**** DATA TO PROCESS

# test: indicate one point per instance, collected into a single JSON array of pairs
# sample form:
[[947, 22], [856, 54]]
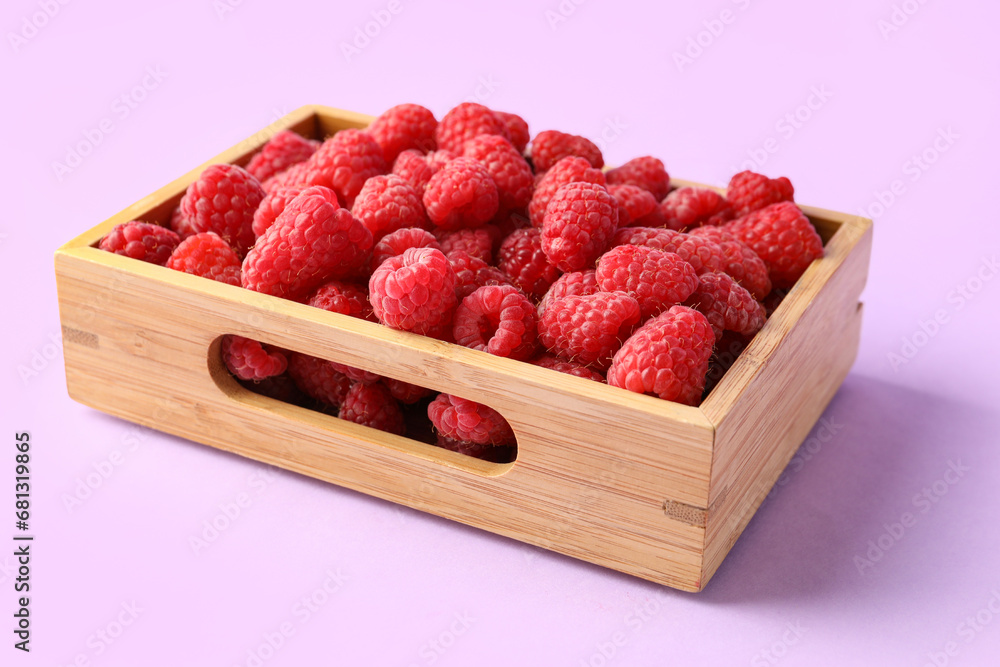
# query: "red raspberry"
[[311, 241], [517, 127], [577, 283], [748, 192], [645, 172], [372, 405], [550, 146], [272, 206], [477, 242], [141, 240], [579, 222], [783, 237], [567, 170], [208, 256], [471, 273], [296, 176], [497, 319], [318, 378], [460, 419], [344, 162], [688, 207], [466, 121], [508, 169], [522, 260], [283, 150], [654, 278], [250, 360], [740, 261], [569, 367], [700, 253], [398, 241], [727, 305], [345, 298], [634, 203], [414, 291], [461, 194], [223, 200], [388, 203], [180, 224], [589, 329], [487, 452], [404, 392], [404, 127], [508, 222], [667, 357]]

********

**EXERCISE**
Go back to the records above and write them out exactly, without the pictures.

**CORRECT OUTPUT**
# test: indicate one point per instance, collected into a single JSON array of pairs
# sample form:
[[947, 22], [856, 54]]
# query: "red raspberry"
[[311, 241], [517, 127], [577, 283], [748, 192], [645, 172], [372, 405], [550, 146], [272, 206], [477, 242], [141, 240], [579, 222], [783, 237], [567, 170], [208, 256], [471, 273], [296, 176], [497, 319], [318, 378], [460, 419], [344, 162], [688, 207], [466, 121], [508, 169], [522, 260], [283, 150], [654, 278], [250, 360], [740, 261], [569, 367], [700, 253], [398, 241], [727, 305], [345, 298], [634, 203], [414, 291], [461, 194], [223, 200], [388, 203], [180, 224], [589, 329], [487, 452], [404, 392], [404, 127], [508, 222], [667, 357]]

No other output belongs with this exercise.